## TASK SET
[1] Please copy the passage from the M. Bovis report word for word, starting at "The Government announced" and ending at "in South Canterbury.".
[2] Translate this sentence from the M. Bovis report into Spanish: "We know that there are areas where we need to keep lifting our game and we are committed to doing that," she said.
[3] According to the M. Bovis report, what will the attempt to eradicate the disease in New Zealand cost?

## TEXT PASSAGE
Prime Minister Jacinda Ardern has visited a farm today where M. Bovis was detected and 950 dairy cows culled to hear first-hand accounts of how the stressful process can be improved.
The Government announced yesterday that a world-first attempt would be made to eradicate M. Bovis in New Zealand at a cost of $886 million over 10 years and involve the culling of more than 150,000 cattle.
Today, Ardern and Agriculture Minister Damien O'Connor visited Leo Bensegues' dairy farm at Morven in South Canterbury.
Bensegues had 950 dairy cows and 200 more younger stock culled last month. He has received the bulk of a $2m compensation payout and is now preparing his farm to be re-stocked once the 60-day stand-down period has passed.
The Prime Minister wanted to talk through the experience with Bensegues and others about what they have been through, learn what improvements can be made, and see how Government can "give certainty to those directly affected".
"We know that there are areas where we need to keep lifting our game and we are committed to doing that," she said.
Ardern admitted mistakes in the past, especially through uncertainty created in the early days of the outbreak, and said there was no doubt it has been a difficult process.
But she is now confident that the systems will be quicker and more improved with the certainty that will follow yesterday's eradication decision.
O'Connor this morning announced the appointment of a science adviser, 50 more staff for MPI and a new field headquarters as the Government ramps up its response to the outbreak.

## SUPPLIED INFORMATION

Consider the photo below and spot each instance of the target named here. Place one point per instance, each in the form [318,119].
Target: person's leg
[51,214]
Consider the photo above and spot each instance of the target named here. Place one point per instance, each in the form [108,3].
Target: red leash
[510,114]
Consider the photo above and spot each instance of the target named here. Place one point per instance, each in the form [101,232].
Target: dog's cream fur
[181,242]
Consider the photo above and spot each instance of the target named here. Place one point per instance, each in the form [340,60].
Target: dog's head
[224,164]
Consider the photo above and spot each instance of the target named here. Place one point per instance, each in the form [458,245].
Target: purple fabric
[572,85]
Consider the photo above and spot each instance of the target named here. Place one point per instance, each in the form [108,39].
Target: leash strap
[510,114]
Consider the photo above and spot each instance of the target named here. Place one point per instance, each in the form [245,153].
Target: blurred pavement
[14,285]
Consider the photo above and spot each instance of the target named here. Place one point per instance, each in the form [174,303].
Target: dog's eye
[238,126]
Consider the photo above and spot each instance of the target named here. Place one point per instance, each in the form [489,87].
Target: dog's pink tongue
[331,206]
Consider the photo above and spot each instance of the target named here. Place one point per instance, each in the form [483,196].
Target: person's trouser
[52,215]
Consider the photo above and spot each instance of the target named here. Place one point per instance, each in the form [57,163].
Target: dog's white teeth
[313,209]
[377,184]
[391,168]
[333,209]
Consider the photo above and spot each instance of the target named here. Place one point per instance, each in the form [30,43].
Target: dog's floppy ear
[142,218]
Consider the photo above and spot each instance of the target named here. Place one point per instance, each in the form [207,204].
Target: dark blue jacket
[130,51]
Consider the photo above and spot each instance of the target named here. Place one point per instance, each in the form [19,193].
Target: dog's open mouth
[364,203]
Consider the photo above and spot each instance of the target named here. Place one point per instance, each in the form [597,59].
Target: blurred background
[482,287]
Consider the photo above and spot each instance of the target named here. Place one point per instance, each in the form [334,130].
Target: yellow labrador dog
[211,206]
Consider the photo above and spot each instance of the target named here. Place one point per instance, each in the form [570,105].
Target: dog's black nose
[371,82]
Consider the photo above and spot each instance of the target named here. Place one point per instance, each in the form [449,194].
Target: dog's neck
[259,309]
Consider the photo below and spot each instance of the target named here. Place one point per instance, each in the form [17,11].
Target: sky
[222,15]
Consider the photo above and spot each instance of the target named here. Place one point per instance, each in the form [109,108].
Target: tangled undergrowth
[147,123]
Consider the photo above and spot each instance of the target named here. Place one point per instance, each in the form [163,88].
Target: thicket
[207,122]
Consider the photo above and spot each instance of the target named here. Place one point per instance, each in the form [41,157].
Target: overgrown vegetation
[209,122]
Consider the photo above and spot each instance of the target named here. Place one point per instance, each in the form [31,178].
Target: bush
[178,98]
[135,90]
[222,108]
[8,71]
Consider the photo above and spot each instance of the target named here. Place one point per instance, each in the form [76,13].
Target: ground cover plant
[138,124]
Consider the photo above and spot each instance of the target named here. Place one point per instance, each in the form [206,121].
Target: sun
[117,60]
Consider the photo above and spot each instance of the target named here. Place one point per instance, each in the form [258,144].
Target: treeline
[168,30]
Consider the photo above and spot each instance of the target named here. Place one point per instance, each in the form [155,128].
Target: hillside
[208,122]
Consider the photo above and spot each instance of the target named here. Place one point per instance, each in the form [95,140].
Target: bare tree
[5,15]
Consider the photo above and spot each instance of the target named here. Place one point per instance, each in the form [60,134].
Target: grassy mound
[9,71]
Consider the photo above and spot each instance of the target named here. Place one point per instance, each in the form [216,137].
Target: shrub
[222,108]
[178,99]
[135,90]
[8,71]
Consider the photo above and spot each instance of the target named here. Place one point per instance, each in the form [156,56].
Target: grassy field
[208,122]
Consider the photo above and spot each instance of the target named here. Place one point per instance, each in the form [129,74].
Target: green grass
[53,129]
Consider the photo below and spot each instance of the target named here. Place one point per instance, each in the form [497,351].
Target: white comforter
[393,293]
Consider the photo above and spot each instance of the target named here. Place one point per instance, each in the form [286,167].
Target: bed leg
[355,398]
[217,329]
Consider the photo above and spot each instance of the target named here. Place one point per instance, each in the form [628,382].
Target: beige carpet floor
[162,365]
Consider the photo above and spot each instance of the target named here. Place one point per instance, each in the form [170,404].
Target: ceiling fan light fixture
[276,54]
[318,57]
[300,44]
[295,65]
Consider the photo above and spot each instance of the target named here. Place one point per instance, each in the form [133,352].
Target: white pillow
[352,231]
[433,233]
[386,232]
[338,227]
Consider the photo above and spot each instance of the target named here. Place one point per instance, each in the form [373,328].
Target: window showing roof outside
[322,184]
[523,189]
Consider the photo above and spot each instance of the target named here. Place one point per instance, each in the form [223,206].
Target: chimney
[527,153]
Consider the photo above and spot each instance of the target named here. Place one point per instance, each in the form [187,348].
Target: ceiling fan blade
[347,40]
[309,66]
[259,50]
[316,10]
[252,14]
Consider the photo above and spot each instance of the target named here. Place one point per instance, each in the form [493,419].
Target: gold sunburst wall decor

## RESULTS
[1]
The Government announced yesterday that a world-first attempt would be made to eradicate M. Bovis in New Zealand at a cost of $886 million over 10 years and involve the culling of more than 150,000 cattle.
Today, Ardern and Agriculture Minister Damien O'Connor visited Leo Bensegues' dairy farm at Morven in South Canterbury.

[2] "Sabemos que hay áreas en las que necesitamos seguir mejorando y estamos comprometidos a hacerlo", dijo.

[3] $886 million over 10 years.